## [EXERCISE TASKS]
(a) Reproduce the part of the Supreme Court opinion piece from "The three justices" to "has become untenable.".
(b) What approval rating does the Supreme Court opinion piece give for the United States Supreme Court?

## [SOURCE PASSAGE]
○ ○ ○
This article is an opinion piece written by a frequent Peace &Fr eedom Party voter. While many of us agree substantially with the content, the abolition of the Supreme Court is not an official position of the PFP, its subcommittees or members.
“The people made the Constitution, and the people can unmake it.” –Cohens v. Virginia, 19 U.S. 264, 389 (1821) (Marshall, C.J.)
“This country, with its institutions, belongs to the people who inhabit it. Whenever they shall grow weary of the existing Government, they can exercise their constitutional right of amending it, or their revolutionary right to dismember or overthrow it.”
–Abraham Lincoln, First Inaugural Address (1861)
The United States Supreme Court’s approval rating (25%) is now at the lowest level it has been in 50 years. At rallies protesting the Court’s overruling of Roe v. Wade, homemade banners and signs reading “Abolish SCOTUS”, “Abort SCOTUS” or “Burn SCOTUS Down” are now carried openly by regular Americans alongside the old, liberal platitudes: signs containing messages such as “RBG Brought Me Here” (by refusing to resign?), “Defend Roe” (defend it how?) or “Our Bodies, Our Choice”.
The three justices appointed by Trump – Neil Gorsuch, Brett Kavanaugh and Amy Comey Barrett – have caused the Supreme Court’s politics to veer sharply to the right. But the crisis in American life now reaches so deeply and pervasively that the notion which held sway for decades in the United States, that the Court’s (neo)liberal justices can bring things back to how they were on multiple fronts ranging from abortion, voting rights, money in elections and climate change to labor rights and the rights of criminal defendants and prisoners has become untenable.
○ ○ ○
## [RECORDED DATA]
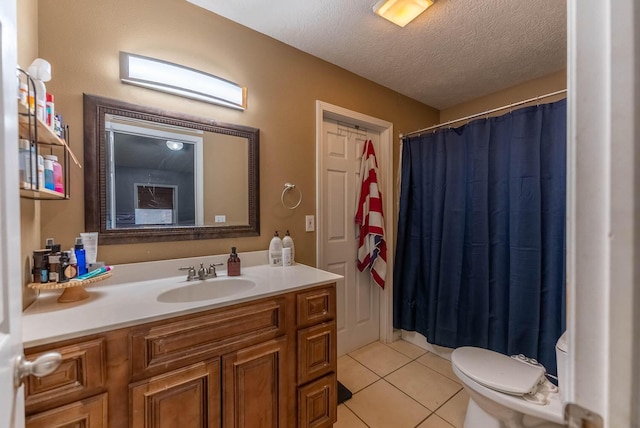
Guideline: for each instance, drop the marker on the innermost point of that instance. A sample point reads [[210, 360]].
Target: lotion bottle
[[275, 250], [233, 264], [287, 242]]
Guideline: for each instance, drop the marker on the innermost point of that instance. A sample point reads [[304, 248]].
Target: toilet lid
[[497, 371]]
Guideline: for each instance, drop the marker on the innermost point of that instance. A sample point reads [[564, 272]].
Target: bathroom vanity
[[262, 356]]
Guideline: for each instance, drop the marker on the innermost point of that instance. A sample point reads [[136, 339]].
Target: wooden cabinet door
[[184, 398], [254, 384], [87, 413]]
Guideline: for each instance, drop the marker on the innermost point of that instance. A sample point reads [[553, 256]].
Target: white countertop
[[129, 297]]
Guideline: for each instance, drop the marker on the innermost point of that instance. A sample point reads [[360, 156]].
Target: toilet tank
[[562, 360]]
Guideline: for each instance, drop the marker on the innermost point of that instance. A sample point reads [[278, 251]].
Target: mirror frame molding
[[95, 203]]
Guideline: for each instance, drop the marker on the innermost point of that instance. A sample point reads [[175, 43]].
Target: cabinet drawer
[[317, 347], [186, 397], [164, 347], [316, 306], [318, 403], [81, 374], [88, 413]]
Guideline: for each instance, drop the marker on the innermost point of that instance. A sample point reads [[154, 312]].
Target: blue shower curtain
[[480, 254]]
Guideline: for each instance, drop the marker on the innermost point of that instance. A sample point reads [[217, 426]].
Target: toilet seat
[[497, 371]]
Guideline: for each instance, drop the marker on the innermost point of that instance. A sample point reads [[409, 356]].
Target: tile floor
[[399, 385]]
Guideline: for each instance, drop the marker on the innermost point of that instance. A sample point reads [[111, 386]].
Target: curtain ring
[[287, 187]]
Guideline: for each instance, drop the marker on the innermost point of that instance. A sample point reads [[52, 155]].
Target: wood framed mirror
[[152, 175]]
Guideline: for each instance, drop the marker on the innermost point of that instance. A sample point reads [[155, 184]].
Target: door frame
[[385, 166], [10, 240], [603, 223]]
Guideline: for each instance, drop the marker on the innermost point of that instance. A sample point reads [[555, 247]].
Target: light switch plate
[[309, 224]]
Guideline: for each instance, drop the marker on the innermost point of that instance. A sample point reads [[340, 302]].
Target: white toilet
[[509, 392]]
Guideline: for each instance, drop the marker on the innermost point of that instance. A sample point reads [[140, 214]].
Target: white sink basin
[[206, 290]]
○ ○ ○
## [REPLIES]
(a)
The three justices appointed by Trump – Neil Gorsuch, Brett Kavanaugh and Amy Comey Barrett – have caused the Supreme Court’s politics to veer sharply to the right. But the crisis in American life now reaches so deeply and pervasively that the notion which held sway for decades in the United States, that the Court’s (neo)liberal justices can bring things back to how they were on multiple fronts ranging from abortion, voting rights, money in elections and climate change to labor rights and the rights of criminal defendants and prisoners has become untenable.

(b) 25%, its lowest level in 50 years.